# EXTRAIT DU DOCUMENT

□ □ □

Une autre donnée intéressante concerne l’absence de réaction croisée des lymphocytes T CD4+ auto-réactifs vis-à-vis des antigènes du vaccin contre la grippe. La question du lien biologique entre vaccination et développement, rare mais frappant, de narcolepsie après vaccination H1N1 de 2009, reste donc sans réponse [6]. D’autres populations de lymphocytes T pourraient être responsables des cas post-vaccinaux observés. Pour répondre à cette question, des études dédiées à ce sous-groupe de patients seront nécessaires.

Le travail de Federica Sallusto et de ses collègues apporte une analyse approfondie de la réponse des lymphocytes T contre certains auto-antigènes candidats dans la narcolepsie [2]. Néanmoins, plusieurs questions clés persistent : les lymphocytes T CD4+ auto-réactifs circulants sont-ils impliqués dans la physiopathologie de la narcolepsie ? Y a-t-il d’autres auto-antigènes que l’hypocrétine reconnus par les lymphocytes T dans la narcolepsie ? Les auto-anticorps et les lymphocytes T CD8+ auto-réactifs participent-ils aux mécanismes lésionnels ? Y a-t-il un défaut quantitatif ou qualitatif de lymphocytes T régulateurs (Treg) dans cette affection, cette population de lymphocytes T ayant pour rôle d’empêcher l’activation de lymphocytes T auto-réactifs pathogènes ?

□ □ □

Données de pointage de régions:
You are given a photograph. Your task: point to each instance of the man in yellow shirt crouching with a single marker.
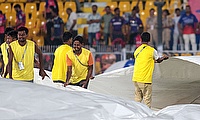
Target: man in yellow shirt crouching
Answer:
(145, 57)
(80, 64)
(59, 70)
(21, 58)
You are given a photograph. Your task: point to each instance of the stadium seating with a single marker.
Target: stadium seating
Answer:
(11, 17)
(71, 5)
(32, 16)
(112, 5)
(42, 7)
(125, 6)
(22, 1)
(134, 3)
(6, 7)
(149, 5)
(21, 4)
(39, 40)
(30, 8)
(13, 1)
(103, 0)
(81, 21)
(60, 6)
(64, 16)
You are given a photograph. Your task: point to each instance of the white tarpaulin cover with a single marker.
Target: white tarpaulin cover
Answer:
(25, 101)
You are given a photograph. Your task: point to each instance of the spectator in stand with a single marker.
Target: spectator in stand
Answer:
(167, 25)
(198, 35)
(145, 58)
(10, 37)
(187, 26)
(21, 58)
(93, 20)
(71, 23)
(79, 64)
(135, 27)
(117, 26)
(177, 37)
(2, 26)
(58, 27)
(48, 29)
(59, 71)
(106, 21)
(20, 17)
(151, 28)
(49, 3)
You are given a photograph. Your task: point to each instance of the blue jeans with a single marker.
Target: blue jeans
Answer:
(91, 38)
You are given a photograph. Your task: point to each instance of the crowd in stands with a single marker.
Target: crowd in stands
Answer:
(112, 27)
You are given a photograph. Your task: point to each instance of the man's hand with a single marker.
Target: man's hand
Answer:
(42, 73)
(66, 83)
(165, 57)
(84, 83)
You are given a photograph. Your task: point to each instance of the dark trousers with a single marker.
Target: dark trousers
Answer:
(80, 84)
(1, 38)
(75, 33)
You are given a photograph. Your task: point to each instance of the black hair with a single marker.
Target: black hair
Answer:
(146, 37)
(188, 6)
(13, 34)
(95, 6)
(107, 7)
(78, 38)
(8, 29)
(67, 36)
(152, 9)
(167, 11)
(177, 9)
(69, 9)
(116, 9)
(55, 10)
(17, 6)
(134, 8)
(23, 29)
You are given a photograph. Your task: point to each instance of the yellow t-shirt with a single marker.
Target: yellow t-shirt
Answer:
(79, 71)
(144, 64)
(28, 50)
(59, 70)
(4, 50)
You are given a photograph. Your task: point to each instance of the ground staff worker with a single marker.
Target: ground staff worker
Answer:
(145, 57)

□ □ □

# PROBLÈMES ET EXERCICES
1. Répondez, s'il vous plaît, aux questions suivantes sur l'extrait :
(a) Vis-à-vis de quels antigènes les lymphocytes T CD4+ auto-réactifs ne présentent-ils pas de réaction croisée ?
(b) Après quelle vaccination des cas de narcolepsie ont-ils été observés ?
(c) Quel rôle l'extrait attribue-t-il aux lymphocytes T régulateurs (Treg) ?
2. D'après l'extrait, pourquoi la question du lien biologique entre la vaccination H1N1 de 2009 et la narcolepsie reste-t-elle sans réponse ? Répondez en une à trois phrases.

# RÉPONSES AUX EXERCICES
1.
(a) Les antigènes du vaccin contre la grippe.
(b) La vaccination H1N1 de 2009.
(c) Empêcher l'activation de lymphocytes T auto-réactifs pathogènes.

2. Les lymphocytes T CD4+ auto-réactifs ne présentent pas de réaction croisée vis-à-vis des antigènes du vaccin contre la grippe. Ce lien biologique ne s'explique donc pas par eux. D'autres populations de lymphocytes T pourraient être responsables des cas post-vaccinaux.